__What to do__: Reproduce verbatim the lines of the listing below, from the line containing "like x=31, y=48." through the line containing "x=100, y=17", inclusive, and nothing else.

** START Records shown **

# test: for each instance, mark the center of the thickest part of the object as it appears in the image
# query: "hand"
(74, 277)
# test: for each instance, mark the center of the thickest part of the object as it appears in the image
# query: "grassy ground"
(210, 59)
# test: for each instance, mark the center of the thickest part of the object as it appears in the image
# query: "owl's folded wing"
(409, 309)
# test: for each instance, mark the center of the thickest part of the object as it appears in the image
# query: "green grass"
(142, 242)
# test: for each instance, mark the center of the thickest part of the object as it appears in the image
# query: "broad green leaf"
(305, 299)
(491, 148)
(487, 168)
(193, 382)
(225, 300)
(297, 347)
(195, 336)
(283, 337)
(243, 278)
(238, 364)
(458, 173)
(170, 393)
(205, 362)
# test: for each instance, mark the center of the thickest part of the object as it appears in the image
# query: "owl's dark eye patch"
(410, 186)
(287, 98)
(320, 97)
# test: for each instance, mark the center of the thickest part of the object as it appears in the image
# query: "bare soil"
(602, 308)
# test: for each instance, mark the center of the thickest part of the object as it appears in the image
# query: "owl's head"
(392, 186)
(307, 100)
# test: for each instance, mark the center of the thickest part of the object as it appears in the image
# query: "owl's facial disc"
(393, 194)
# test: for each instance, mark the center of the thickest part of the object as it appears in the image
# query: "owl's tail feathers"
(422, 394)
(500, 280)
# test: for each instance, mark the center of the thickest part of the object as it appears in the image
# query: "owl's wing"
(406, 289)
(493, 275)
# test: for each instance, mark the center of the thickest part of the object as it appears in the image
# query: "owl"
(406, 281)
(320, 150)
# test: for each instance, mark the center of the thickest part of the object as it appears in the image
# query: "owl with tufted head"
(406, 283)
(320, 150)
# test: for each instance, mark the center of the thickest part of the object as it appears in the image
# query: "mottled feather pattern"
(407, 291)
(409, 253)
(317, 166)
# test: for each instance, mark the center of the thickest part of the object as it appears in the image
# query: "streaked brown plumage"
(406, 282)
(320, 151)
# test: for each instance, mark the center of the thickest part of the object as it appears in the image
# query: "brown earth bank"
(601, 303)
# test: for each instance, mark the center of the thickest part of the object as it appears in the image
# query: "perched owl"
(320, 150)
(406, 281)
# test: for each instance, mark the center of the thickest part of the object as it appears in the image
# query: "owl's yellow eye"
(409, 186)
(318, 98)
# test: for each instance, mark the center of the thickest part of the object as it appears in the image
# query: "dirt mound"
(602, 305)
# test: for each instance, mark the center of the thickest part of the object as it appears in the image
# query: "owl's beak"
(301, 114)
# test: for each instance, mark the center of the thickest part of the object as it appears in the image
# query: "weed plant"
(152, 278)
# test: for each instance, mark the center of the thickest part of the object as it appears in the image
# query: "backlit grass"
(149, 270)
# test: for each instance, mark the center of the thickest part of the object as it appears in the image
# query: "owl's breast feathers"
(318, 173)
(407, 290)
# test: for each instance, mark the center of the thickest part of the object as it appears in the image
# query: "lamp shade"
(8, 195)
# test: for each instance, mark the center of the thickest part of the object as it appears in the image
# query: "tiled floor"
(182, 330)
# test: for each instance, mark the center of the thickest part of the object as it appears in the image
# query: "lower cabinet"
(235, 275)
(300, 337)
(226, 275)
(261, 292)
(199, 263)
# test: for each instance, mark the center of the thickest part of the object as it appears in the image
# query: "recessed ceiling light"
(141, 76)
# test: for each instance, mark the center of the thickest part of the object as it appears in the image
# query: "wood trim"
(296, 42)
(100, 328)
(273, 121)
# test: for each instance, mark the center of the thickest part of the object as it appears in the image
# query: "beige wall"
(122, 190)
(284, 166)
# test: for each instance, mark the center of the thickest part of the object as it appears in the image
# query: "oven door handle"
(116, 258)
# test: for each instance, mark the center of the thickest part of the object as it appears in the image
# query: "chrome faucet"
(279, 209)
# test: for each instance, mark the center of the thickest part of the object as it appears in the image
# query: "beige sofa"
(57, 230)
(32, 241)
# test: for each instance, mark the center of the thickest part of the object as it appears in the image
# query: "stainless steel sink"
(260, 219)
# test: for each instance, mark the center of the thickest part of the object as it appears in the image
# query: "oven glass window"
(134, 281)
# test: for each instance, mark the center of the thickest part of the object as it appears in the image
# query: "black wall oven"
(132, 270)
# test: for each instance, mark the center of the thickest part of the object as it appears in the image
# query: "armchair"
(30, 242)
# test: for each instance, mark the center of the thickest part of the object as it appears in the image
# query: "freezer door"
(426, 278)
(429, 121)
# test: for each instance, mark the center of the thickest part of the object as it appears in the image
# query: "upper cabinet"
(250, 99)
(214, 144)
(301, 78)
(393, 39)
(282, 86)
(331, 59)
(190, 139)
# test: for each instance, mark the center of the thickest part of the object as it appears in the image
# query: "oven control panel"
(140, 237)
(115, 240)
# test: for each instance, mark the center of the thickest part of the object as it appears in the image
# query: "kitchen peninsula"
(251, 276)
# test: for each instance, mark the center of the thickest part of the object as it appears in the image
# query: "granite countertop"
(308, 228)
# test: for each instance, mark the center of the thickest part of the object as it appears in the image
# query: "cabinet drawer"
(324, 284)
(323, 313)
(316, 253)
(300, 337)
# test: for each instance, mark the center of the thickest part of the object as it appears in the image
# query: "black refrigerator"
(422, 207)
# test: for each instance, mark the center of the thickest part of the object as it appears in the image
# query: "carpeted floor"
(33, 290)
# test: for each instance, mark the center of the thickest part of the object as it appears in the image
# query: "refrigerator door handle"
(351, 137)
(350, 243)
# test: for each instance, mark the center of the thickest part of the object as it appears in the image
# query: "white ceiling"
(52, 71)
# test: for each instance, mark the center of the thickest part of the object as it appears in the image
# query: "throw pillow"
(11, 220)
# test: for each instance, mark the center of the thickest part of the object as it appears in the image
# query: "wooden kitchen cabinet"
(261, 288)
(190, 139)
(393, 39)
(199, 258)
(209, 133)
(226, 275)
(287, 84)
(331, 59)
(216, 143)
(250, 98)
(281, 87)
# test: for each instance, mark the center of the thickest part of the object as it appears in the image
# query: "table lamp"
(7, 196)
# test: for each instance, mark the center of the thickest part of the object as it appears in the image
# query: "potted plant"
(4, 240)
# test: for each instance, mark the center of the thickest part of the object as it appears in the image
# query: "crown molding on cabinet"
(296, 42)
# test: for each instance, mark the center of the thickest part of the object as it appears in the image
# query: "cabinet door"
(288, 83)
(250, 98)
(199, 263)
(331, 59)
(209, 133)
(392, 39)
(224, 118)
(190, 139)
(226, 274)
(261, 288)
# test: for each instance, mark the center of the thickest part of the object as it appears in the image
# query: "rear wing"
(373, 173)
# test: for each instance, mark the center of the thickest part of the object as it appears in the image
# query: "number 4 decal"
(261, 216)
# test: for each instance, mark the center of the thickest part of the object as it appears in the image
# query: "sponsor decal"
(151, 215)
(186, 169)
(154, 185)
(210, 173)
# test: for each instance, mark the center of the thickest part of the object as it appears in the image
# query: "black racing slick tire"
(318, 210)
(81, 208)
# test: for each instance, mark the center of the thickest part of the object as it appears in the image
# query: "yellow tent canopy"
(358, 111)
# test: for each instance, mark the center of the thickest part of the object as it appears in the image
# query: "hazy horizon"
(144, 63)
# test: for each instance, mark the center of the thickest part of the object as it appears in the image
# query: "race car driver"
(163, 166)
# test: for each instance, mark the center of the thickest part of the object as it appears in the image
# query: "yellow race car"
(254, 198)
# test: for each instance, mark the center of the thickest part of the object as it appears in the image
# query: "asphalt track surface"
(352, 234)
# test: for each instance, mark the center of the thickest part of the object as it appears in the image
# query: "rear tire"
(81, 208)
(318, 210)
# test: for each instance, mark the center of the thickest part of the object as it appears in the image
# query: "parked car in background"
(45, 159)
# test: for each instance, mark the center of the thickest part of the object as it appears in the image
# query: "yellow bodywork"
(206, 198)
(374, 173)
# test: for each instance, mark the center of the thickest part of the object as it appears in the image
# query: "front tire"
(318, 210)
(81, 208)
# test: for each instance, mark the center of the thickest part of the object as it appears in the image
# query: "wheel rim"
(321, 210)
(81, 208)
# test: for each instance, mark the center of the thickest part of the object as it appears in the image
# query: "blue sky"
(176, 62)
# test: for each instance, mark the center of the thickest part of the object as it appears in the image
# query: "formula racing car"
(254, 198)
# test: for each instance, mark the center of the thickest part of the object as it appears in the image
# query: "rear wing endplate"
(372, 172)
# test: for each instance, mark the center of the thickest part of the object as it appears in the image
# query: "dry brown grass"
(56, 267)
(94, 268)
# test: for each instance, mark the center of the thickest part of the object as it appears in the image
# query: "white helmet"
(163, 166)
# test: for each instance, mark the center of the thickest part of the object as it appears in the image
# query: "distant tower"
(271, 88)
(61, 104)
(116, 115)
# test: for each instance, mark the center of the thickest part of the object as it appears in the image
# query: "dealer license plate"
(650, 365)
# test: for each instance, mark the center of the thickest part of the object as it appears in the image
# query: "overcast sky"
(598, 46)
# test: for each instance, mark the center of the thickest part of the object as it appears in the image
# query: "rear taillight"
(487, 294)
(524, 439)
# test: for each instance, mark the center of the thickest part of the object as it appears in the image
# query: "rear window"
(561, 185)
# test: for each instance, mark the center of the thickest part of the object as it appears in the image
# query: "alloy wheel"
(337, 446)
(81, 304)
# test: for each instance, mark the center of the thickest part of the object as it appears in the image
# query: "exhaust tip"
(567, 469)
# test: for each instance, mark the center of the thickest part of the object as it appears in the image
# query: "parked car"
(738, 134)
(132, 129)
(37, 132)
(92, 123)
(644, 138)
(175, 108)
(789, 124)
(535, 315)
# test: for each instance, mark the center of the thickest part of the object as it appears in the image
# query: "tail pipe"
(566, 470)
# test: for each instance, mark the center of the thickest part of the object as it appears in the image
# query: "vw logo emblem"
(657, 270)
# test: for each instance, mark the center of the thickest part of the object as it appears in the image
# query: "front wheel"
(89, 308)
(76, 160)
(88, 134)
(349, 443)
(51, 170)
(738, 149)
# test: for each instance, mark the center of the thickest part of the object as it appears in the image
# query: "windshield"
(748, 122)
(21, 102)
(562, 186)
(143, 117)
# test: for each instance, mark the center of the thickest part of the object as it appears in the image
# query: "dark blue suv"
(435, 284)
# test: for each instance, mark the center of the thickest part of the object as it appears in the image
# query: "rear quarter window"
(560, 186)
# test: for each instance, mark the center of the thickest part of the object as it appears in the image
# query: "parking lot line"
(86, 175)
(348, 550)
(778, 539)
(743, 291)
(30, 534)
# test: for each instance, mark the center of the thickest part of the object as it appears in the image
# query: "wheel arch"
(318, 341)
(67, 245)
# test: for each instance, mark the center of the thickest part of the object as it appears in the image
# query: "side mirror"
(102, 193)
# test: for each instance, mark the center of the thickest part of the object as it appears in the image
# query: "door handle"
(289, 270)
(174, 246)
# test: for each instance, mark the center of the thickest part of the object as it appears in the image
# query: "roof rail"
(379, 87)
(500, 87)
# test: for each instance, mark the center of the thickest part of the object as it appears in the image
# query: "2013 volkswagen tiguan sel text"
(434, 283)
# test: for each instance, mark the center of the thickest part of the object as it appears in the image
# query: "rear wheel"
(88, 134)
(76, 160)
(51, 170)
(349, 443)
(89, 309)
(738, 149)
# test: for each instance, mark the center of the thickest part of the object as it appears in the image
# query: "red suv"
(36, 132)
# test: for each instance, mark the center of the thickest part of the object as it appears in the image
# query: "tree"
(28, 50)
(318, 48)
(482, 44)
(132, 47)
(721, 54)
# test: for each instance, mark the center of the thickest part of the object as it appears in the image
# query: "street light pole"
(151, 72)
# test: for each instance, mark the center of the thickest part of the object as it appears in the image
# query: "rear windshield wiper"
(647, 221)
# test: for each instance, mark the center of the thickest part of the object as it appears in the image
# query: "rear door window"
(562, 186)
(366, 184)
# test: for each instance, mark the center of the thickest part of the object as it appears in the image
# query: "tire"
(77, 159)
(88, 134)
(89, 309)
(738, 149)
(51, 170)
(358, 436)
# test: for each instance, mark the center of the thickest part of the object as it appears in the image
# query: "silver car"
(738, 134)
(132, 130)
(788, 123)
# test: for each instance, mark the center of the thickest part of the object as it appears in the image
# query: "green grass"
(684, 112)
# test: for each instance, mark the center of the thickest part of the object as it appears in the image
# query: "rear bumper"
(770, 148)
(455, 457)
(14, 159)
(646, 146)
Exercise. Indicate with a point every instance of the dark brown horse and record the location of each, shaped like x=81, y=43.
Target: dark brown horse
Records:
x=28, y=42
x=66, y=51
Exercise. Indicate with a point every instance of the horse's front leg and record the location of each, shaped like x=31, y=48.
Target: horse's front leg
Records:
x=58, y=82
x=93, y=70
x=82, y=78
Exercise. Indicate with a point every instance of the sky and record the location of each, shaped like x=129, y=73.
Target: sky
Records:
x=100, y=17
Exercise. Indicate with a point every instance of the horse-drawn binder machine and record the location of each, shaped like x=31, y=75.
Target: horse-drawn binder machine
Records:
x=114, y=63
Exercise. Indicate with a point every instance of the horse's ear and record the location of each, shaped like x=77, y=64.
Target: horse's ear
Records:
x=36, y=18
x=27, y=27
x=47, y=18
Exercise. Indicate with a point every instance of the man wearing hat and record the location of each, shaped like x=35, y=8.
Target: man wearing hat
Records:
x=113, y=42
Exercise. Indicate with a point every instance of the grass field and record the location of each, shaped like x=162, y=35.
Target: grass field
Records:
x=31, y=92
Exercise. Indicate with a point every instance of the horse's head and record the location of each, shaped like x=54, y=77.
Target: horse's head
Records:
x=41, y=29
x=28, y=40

** END Records shown **

__Solution__:
Exercise. Indicate with a point every instance of the horse's front leg and record the location of each, shaped like x=31, y=48.
Target: horse's front leg
Records:
x=58, y=82
x=93, y=70
x=82, y=78
Exercise. Indicate with a point every instance of the sky and record the location of each, shaped like x=129, y=73.
Target: sky
Records:
x=100, y=17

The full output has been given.